■ **Documento**
↓

Cuando llegamos arriba, buscamos la fila de los que quieren ser tocados por María Livia y esperamos. Los ancianos no se sientan, en realidad supongo que porque no hay sillas, pero yo no aguanto. Me tiro en el piso y odio los momentos que avanzan poco y me tengo que parar, para después volver a tirarme. Cada minuto hace más larga la fila. No nos llega a proteger una media sombra rota que se ve de lejos, donde hay otros cientos que sí se pueden sentar y no les da el sol en el medio del ojo. Algunos de nuestra fila tienen paraguas que funcionan como sombrillas a lo Mary Poppins, otros gorros o pañuelos, y los menos precavidos usan las toallas de mano como sombreros. Yo tengo mi pañuelo de abrigo en la cabeza, mi mamá no se pone nada.

↑

■ **Listado suministrado**
↓

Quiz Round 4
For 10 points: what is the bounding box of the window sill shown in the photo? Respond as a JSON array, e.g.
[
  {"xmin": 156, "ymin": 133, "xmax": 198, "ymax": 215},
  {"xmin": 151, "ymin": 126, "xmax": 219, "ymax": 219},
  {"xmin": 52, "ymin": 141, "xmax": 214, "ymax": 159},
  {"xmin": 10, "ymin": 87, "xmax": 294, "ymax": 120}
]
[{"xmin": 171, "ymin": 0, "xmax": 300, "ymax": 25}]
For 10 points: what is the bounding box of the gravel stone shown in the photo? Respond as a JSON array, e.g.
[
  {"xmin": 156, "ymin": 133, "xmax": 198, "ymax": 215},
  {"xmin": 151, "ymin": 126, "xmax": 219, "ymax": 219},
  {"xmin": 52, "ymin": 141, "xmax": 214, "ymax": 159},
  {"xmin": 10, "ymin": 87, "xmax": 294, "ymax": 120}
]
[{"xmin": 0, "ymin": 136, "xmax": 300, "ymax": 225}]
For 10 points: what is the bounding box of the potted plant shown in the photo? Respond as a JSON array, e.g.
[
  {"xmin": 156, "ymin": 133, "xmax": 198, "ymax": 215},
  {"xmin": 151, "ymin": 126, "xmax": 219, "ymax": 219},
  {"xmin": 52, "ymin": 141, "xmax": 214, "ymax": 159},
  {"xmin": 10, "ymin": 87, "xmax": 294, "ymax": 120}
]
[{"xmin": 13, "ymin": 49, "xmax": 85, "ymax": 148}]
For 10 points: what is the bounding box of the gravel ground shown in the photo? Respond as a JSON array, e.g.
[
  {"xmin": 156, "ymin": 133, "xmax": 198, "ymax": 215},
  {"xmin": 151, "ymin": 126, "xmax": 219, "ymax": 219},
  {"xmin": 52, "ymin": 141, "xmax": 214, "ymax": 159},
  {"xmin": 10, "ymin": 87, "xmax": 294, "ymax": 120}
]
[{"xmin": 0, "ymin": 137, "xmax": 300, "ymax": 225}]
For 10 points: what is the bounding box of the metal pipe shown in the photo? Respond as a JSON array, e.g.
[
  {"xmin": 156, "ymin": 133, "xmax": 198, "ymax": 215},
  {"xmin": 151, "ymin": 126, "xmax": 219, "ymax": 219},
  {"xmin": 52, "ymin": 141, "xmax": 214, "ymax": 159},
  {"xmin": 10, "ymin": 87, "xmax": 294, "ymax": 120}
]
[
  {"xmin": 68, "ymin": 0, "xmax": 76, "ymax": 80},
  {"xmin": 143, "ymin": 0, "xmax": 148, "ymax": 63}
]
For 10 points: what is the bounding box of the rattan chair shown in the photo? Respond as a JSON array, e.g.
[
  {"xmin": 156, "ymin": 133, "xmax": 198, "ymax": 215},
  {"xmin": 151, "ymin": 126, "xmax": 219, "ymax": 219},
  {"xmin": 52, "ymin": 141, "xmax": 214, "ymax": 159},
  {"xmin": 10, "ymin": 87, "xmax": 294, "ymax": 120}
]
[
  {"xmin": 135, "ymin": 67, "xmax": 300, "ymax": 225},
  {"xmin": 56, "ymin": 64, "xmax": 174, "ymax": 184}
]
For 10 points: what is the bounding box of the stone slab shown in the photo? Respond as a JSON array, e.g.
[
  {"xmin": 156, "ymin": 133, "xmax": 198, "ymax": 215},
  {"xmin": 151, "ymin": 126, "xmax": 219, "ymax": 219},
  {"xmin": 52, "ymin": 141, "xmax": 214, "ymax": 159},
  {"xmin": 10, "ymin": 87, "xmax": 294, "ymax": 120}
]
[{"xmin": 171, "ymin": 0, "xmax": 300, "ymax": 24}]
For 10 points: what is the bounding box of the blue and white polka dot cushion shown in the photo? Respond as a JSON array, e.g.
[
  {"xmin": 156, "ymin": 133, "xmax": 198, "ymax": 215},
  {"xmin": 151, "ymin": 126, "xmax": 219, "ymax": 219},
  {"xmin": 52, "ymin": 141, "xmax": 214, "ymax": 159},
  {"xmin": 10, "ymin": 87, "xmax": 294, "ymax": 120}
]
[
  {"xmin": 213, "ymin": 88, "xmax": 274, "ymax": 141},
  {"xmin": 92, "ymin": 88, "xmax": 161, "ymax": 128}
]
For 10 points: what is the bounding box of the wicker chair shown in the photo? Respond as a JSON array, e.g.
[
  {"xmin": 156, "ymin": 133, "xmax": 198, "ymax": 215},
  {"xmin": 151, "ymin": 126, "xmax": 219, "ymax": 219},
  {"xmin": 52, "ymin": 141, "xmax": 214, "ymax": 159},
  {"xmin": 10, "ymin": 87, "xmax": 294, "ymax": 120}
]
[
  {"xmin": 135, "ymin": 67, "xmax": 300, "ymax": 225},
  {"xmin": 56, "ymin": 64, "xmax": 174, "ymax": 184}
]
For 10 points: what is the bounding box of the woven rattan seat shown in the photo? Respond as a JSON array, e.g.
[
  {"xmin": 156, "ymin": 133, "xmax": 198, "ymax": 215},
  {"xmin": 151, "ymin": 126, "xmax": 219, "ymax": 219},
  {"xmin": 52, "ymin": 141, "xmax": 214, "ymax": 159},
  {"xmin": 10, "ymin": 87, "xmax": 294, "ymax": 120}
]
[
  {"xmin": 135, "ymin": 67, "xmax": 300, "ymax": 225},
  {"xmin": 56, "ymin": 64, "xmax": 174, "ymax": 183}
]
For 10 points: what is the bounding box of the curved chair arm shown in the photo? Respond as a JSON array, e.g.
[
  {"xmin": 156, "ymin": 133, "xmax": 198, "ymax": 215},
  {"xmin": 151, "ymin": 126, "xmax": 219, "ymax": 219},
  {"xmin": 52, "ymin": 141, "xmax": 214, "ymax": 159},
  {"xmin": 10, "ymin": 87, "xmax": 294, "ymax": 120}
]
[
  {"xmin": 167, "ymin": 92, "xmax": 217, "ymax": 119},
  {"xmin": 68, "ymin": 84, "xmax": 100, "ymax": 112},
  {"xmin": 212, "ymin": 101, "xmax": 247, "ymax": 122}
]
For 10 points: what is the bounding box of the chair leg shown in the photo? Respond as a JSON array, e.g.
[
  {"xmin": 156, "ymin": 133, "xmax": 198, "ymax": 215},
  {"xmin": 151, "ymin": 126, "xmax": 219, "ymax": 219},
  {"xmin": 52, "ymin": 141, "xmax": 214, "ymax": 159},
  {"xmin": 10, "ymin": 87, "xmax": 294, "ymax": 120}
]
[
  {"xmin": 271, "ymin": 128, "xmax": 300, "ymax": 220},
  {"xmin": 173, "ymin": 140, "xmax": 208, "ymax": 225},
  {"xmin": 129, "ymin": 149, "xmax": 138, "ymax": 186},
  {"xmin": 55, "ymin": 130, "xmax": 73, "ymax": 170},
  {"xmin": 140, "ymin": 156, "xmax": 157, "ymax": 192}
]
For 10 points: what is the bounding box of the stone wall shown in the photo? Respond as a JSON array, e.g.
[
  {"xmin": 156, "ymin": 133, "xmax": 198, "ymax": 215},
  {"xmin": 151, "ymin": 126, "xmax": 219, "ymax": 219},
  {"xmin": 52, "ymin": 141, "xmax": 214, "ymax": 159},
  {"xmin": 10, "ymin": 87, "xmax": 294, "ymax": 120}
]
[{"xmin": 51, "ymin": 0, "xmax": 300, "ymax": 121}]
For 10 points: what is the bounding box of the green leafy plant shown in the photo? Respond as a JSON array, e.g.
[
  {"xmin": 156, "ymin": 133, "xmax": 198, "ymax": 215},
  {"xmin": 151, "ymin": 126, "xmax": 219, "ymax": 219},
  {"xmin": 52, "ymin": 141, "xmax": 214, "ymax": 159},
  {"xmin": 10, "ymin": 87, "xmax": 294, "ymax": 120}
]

↑

■ **Tarea por realizar**
Responda brevemente las siguientes preguntas sobre el documento:
(a) ¿Qué no hacen los ancianos mientras esperan en la fila?
(b) ¿Qué usan como sombreros los menos precavidos?
(c) ¿Qué lleva en la cabeza quien narra?

■ **Resultado**
(a) No se sientan.
(b) Las toallas de mano.
(c) Su pañuelo de abrigo.